**Exercise description:** In the data below, lay out the stretch from the line containing "sneaker in the" through the line containing "[181,329,289,518]" as a numbered list, with both of those lines included and any blank lines omitted.
-- begin Provided data --
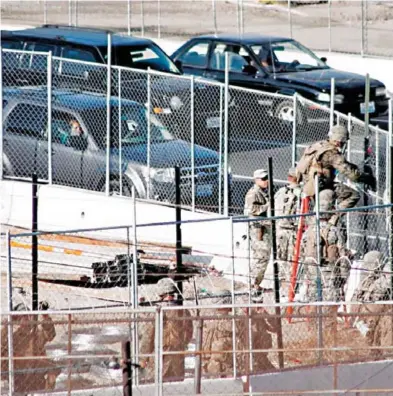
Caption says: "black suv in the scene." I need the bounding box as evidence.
[1,25,223,149]
[172,34,388,123]
[3,87,219,206]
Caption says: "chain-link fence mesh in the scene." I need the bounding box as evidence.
[2,0,393,57]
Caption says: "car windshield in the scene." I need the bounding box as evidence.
[83,105,173,148]
[116,45,180,74]
[251,40,329,73]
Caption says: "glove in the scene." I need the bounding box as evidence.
[38,301,49,311]
[359,173,377,191]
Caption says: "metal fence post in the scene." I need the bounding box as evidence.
[105,33,112,196]
[314,175,323,364]
[117,68,123,195]
[141,0,145,37]
[47,51,53,184]
[229,217,237,378]
[190,76,195,212]
[6,230,14,396]
[218,85,224,214]
[212,0,217,34]
[288,0,292,38]
[224,52,229,216]
[127,0,131,36]
[146,68,152,199]
[157,0,161,38]
[0,50,4,180]
[292,93,298,167]
[330,77,336,130]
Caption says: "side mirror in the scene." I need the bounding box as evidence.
[243,65,258,75]
[67,136,87,151]
[175,59,183,73]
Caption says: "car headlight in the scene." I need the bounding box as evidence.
[375,87,386,96]
[317,92,344,104]
[169,96,183,110]
[150,168,175,183]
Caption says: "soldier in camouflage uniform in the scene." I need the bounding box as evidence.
[202,290,233,378]
[304,190,351,302]
[139,278,193,382]
[274,168,301,281]
[351,251,392,356]
[244,169,271,302]
[296,125,376,225]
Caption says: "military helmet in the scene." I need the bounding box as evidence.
[157,278,177,296]
[215,290,232,305]
[363,250,383,269]
[319,190,335,212]
[329,125,349,143]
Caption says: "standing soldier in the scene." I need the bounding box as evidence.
[304,190,351,308]
[244,169,271,302]
[202,290,233,378]
[274,168,301,281]
[351,251,393,356]
[139,278,193,382]
[296,125,376,225]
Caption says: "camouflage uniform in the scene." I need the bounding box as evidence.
[297,126,375,222]
[139,278,193,382]
[352,251,392,356]
[274,175,301,280]
[304,190,351,302]
[1,308,61,393]
[244,185,271,286]
[236,308,277,376]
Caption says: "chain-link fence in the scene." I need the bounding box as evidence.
[2,50,390,218]
[2,0,393,57]
[1,299,393,395]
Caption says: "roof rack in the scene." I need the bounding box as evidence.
[41,23,115,33]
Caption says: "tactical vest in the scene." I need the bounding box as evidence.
[296,140,337,196]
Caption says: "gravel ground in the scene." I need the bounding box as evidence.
[1,0,393,56]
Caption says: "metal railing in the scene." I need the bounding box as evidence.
[1,49,390,215]
[2,0,393,57]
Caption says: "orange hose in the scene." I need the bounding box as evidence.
[287,197,310,323]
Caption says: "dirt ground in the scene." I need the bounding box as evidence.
[1,0,393,56]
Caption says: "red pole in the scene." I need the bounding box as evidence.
[287,197,310,323]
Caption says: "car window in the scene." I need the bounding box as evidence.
[251,41,328,73]
[21,43,56,70]
[211,43,250,73]
[6,103,47,138]
[46,111,86,146]
[179,43,209,67]
[114,45,180,74]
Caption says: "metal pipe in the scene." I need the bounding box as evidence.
[212,0,218,35]
[224,52,229,216]
[146,67,152,199]
[218,86,223,214]
[330,77,336,130]
[288,0,293,38]
[141,0,145,37]
[0,49,4,180]
[105,33,112,197]
[157,0,161,39]
[117,69,123,196]
[314,175,323,364]
[127,0,131,36]
[289,94,298,167]
[47,51,53,184]
[190,76,195,212]
[229,218,237,378]
[175,166,183,305]
[31,173,38,311]
[6,230,14,396]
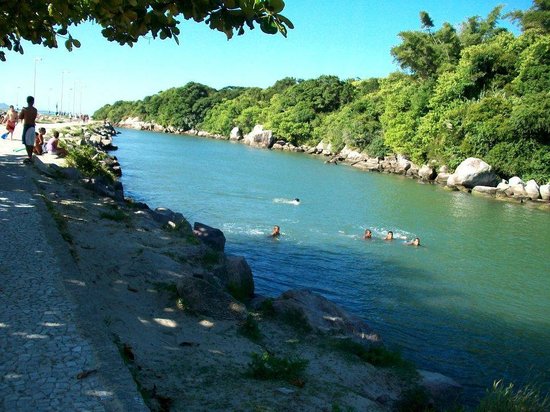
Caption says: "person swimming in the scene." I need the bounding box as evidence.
[269,225,281,238]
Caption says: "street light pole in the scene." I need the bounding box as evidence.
[59,70,70,114]
[32,57,42,99]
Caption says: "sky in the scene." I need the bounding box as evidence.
[0,0,532,114]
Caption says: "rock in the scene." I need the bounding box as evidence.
[447,157,500,189]
[273,290,380,342]
[508,176,525,186]
[229,126,243,140]
[472,186,497,196]
[395,155,411,175]
[243,124,274,149]
[214,256,254,300]
[151,207,190,229]
[176,276,246,320]
[510,183,529,198]
[418,165,437,180]
[315,142,334,156]
[418,370,462,407]
[340,146,365,163]
[525,180,540,200]
[496,181,514,198]
[435,172,450,184]
[193,222,225,252]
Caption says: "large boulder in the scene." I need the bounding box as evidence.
[229,126,243,140]
[472,186,497,196]
[435,172,450,184]
[273,290,380,343]
[395,155,412,175]
[315,142,334,156]
[193,222,225,252]
[525,180,540,200]
[447,157,500,189]
[176,276,247,320]
[508,176,525,186]
[418,165,437,180]
[214,256,254,300]
[243,124,275,149]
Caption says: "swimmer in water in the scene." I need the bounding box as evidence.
[269,226,281,238]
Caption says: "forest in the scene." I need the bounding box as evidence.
[94,0,550,184]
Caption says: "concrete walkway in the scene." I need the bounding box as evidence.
[0,140,147,411]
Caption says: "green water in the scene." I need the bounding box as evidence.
[116,130,550,400]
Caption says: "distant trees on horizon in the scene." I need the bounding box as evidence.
[94,0,550,182]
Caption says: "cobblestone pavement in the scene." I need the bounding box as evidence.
[0,142,146,411]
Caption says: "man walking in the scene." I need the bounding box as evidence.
[19,96,38,163]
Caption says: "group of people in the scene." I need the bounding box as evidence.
[269,226,420,246]
[3,96,67,163]
[363,229,420,246]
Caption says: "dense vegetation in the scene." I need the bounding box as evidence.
[94,0,550,183]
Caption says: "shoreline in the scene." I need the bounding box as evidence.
[0,120,470,410]
[115,119,550,211]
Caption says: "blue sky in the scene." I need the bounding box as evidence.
[0,0,532,114]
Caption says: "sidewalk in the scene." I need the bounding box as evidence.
[0,139,147,411]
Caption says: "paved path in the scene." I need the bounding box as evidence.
[0,140,146,411]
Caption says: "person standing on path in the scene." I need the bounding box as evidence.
[19,96,38,163]
[5,105,17,140]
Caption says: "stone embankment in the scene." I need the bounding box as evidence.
[119,118,550,205]
[51,120,461,410]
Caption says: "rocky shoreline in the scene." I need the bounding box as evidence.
[117,118,550,210]
[37,121,470,411]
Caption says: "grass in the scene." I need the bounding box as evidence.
[248,352,309,387]
[66,146,115,182]
[238,314,262,343]
[475,380,550,412]
[330,339,415,370]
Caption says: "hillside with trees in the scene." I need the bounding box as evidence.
[94,0,550,182]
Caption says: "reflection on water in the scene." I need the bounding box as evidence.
[117,131,550,398]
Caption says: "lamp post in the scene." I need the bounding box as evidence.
[32,57,42,99]
[59,70,70,114]
[73,80,76,116]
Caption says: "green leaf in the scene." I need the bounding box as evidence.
[268,0,285,13]
[260,16,278,34]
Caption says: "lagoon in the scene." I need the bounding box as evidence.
[114,130,550,401]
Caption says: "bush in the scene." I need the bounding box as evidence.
[476,380,550,412]
[66,146,114,182]
[248,352,309,386]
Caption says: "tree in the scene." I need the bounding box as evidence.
[0,0,293,61]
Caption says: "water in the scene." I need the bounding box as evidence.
[116,130,550,400]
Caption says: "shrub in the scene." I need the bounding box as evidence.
[476,380,550,412]
[248,352,309,386]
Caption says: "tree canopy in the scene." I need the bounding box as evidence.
[0,0,293,61]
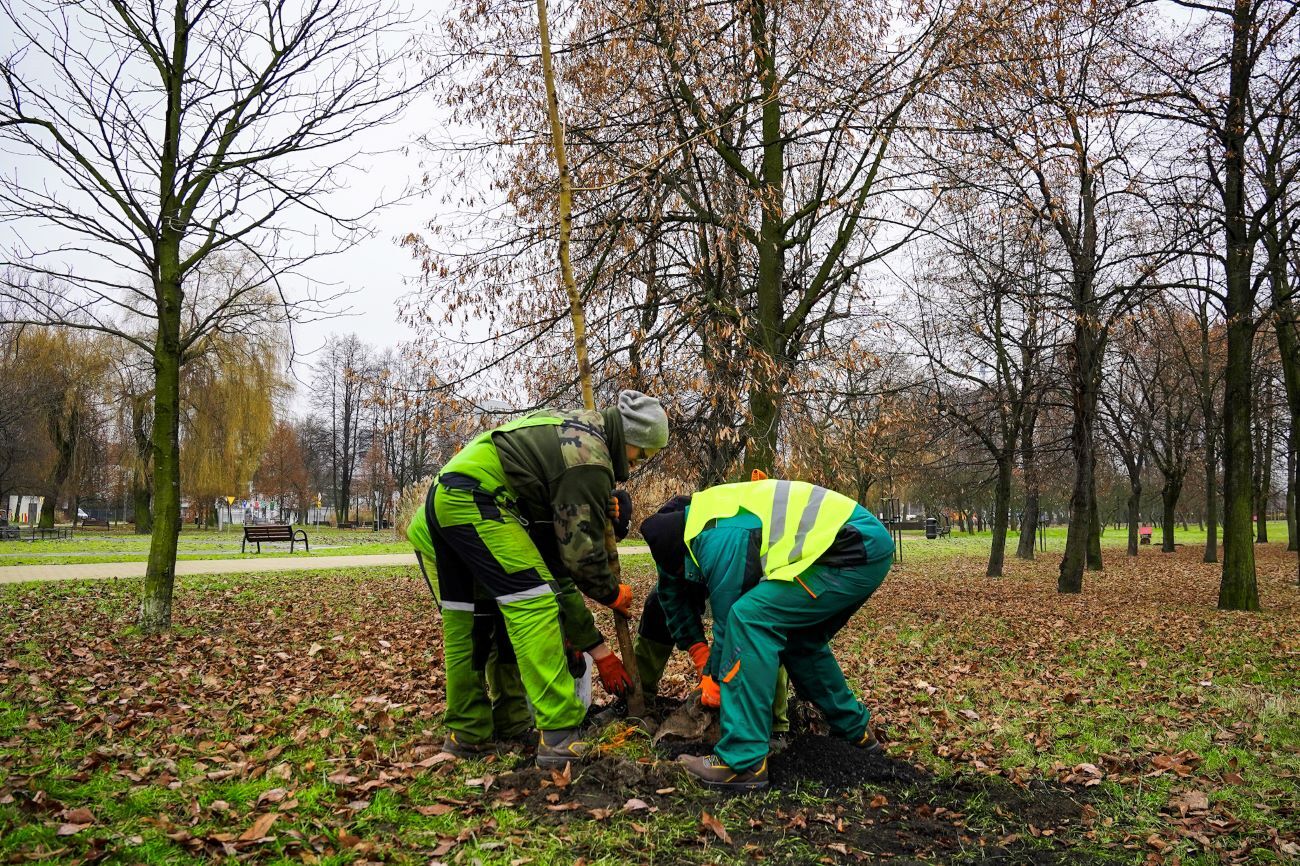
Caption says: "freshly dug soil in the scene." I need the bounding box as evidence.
[484,757,685,820]
[767,733,933,792]
[484,733,1106,866]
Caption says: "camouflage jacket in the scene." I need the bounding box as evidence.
[493,408,628,621]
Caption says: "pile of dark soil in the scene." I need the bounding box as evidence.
[484,733,1100,866]
[767,733,933,791]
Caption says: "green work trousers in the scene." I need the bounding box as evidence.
[714,559,892,771]
[429,482,586,744]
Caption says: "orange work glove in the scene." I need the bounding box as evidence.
[595,653,632,697]
[601,584,632,616]
[699,676,723,710]
[686,641,709,674]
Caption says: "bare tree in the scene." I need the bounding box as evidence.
[312,334,374,525]
[1136,0,1300,610]
[0,0,415,632]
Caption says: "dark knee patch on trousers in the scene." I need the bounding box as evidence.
[438,524,546,598]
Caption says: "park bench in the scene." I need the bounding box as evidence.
[239,523,312,553]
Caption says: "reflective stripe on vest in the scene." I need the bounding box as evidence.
[685,479,858,580]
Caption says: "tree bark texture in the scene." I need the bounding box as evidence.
[1218,0,1260,611]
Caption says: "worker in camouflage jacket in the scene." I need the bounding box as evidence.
[407,391,668,767]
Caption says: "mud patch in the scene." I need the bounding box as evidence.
[767,733,933,792]
[484,733,1110,866]
[484,757,685,820]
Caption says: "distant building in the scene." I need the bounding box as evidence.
[0,495,46,527]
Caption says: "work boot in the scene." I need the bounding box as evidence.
[853,727,885,754]
[537,728,592,770]
[442,731,497,759]
[497,726,537,752]
[677,754,767,791]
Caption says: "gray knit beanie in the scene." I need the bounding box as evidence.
[619,391,668,449]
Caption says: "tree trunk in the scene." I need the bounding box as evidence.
[1201,437,1218,562]
[1128,479,1141,557]
[1218,0,1260,610]
[1088,462,1101,571]
[36,493,59,529]
[1057,410,1092,593]
[131,394,153,536]
[1015,490,1039,560]
[1160,480,1183,553]
[745,4,788,476]
[138,273,182,635]
[988,454,1015,577]
[1255,399,1274,545]
[1218,315,1260,610]
[131,471,153,536]
[1287,442,1300,550]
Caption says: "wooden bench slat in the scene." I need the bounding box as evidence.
[239,523,312,553]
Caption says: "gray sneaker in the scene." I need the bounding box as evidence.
[537,728,592,770]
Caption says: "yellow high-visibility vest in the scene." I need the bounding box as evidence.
[685,479,858,580]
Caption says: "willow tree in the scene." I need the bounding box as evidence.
[1140,0,1300,610]
[0,0,415,632]
[181,329,289,518]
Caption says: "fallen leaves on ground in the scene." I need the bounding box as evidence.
[0,542,1300,863]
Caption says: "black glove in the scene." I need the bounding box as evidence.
[606,488,632,541]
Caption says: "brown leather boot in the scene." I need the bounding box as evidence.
[677,754,767,791]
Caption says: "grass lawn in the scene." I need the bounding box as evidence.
[0,527,411,568]
[0,543,1300,866]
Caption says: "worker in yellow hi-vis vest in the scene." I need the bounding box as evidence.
[641,480,893,791]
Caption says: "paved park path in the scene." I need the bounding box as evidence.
[0,547,650,584]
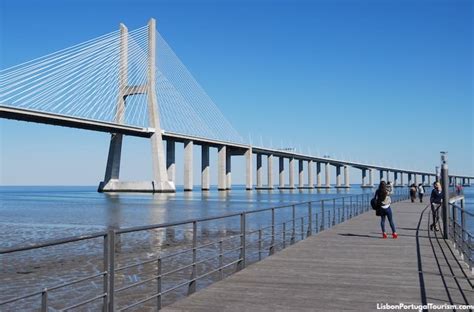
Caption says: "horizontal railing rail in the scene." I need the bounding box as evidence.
[0,189,408,311]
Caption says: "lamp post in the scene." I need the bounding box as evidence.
[440,152,449,239]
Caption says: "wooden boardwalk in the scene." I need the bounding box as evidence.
[163,201,474,312]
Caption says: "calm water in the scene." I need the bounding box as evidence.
[0,186,474,248]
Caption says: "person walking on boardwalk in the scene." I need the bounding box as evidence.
[418,183,425,203]
[375,181,398,238]
[430,182,443,231]
[410,183,416,203]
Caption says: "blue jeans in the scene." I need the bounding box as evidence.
[380,207,396,233]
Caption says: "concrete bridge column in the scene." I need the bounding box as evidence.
[267,155,273,189]
[316,161,321,188]
[361,168,367,187]
[336,165,341,187]
[278,156,285,188]
[201,145,211,191]
[225,147,232,190]
[217,145,227,191]
[289,157,295,188]
[166,140,176,183]
[344,165,351,188]
[245,147,253,191]
[298,159,304,188]
[184,140,194,192]
[325,163,331,188]
[257,154,263,188]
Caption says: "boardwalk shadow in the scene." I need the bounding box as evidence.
[338,233,381,239]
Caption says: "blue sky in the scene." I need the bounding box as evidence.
[0,0,474,185]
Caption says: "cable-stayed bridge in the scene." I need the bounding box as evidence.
[0,19,473,192]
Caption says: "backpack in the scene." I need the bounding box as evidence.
[370,196,380,210]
-- end Provided data --
**Worked solution:**
1. Caption says: "gray sneaker in the scene." I need the bounding box as evidence.
2. [537,728,592,770]
3. Caption says: "yellow high-visibility vest in the scene." I need the bounding box as evidence.
4. [685,479,858,580]
5. Caption says: "willow tree in the scene." I need the bounding box as evidence.
6. [1140,0,1300,610]
7. [0,0,415,632]
8. [181,329,289,518]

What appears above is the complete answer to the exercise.